The following diagram shows the sequence of events in which the data is generated, collected, and finally stored in Amazon Redshift as the SUPER data type.

Manufacturers are embracing the cloud solutions with connected machines and factories to transform and use data to make data-driven decisions so they can optimize operations, increase productivity, and improve availability while reducing costs.

As an example, the following diagram depicts a common asset hierarchy of a fictional smart manufacturing company.

This data is typically semi-structured and hierarchical in nature. To find insights from this data using traditional methods and tools, you need to extract, preprocess, load, and transform it into the proper structured format to run typical analytical queries using a data warehouse. The time to insight is delayed because of the initial steps required for data cleansing and transformation typically performed using third-party tools or other AWS services.

Amazon Redshift SUPER handles these use cases by helping manufacturers extract, load, and query (without any transformation) a variety of data sources collected from edge computing and industrial IoT devices. Let’s use this sample dataset to drive our examples to explain the capabilities of Amazon Redshift SUPER.

◆ EXTRACTED DATA

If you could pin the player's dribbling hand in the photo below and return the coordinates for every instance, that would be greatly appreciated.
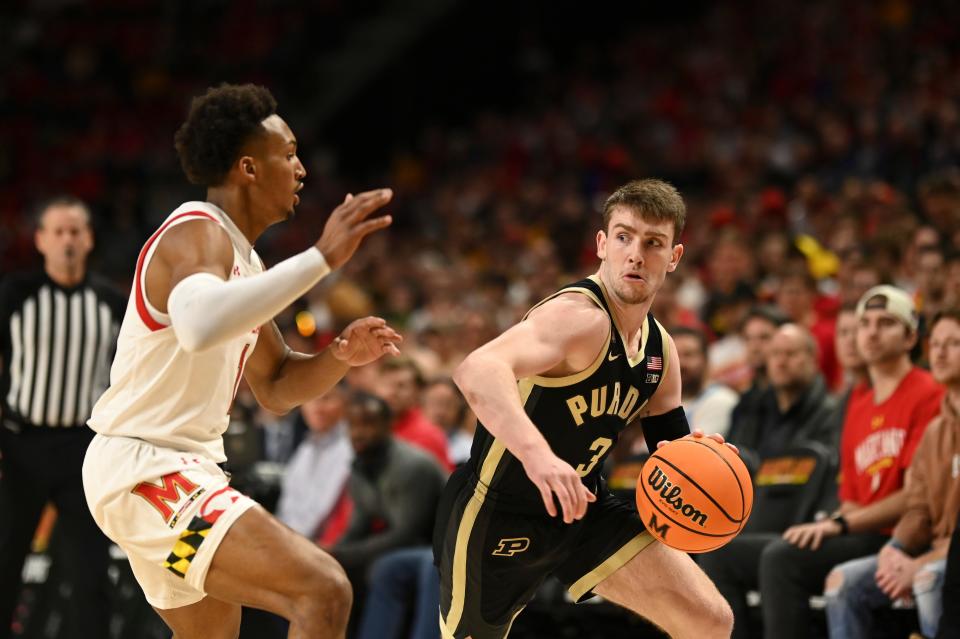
(717, 437)
(895, 572)
(553, 476)
(365, 340)
(349, 224)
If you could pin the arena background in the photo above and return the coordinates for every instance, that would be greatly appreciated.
(801, 135)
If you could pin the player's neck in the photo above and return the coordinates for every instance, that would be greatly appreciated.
(231, 201)
(886, 376)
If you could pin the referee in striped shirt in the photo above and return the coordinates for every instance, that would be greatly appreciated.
(58, 330)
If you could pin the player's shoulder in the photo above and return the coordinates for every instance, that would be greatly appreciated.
(569, 307)
(193, 225)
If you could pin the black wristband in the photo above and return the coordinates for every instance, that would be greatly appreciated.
(668, 426)
(844, 525)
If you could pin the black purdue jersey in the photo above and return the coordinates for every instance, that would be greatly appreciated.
(581, 416)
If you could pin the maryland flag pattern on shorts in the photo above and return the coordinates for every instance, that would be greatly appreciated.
(190, 539)
(186, 547)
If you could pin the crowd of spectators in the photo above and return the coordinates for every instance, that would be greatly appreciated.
(817, 147)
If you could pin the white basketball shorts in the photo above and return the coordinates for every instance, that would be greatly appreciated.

◆ TASKS TO CARRY OUT
a – According to the passage on Amazon Redshift SUPER, why is the time to insight delayed with traditional methods? Answer in one to three sentences.
b – Carry on the passage on Amazon Redshift SUPER, starting after its final sentence.
The lines above are separate material and are not part of the Amazon Redshift SUPER passage.

◆ WRITTEN ANSWERS
a – The delay comes from the initial steps of data cleansing and transformation. These steps are typically performed with third-party tools or other AWS services before the data can be queried in a data warehouse.

b –
The following is an example subscription dataset for assets (such as crowder, gauge, and pneumatic cylinder) in the workshop, which collects metrics on different properties (such as air pressure, machine state, finished parts count, and failures). Data on these metrics is generated continuously in a time series fashion and pushed to the AWS Cloud using the AWS IoT SiteWise connector. This specific example collects the Machine State property for an asset. The following sample data called subscriptions.json has scalar columns like topicId and qos, and a nested array called messages, which has metrics on the assets.

The following is another dataset called asset_metadata.json, which describes different assets and their properties, more like a dimension table. In this example, the asset_name is IAH10 Line 1, which is a processing plant line for a specific site.

Load data into SUPER columns

Now that we covered the basics behind Amazon Redshift SUPER and the industrial IoT use case, let’s look at different ways to load this dataset.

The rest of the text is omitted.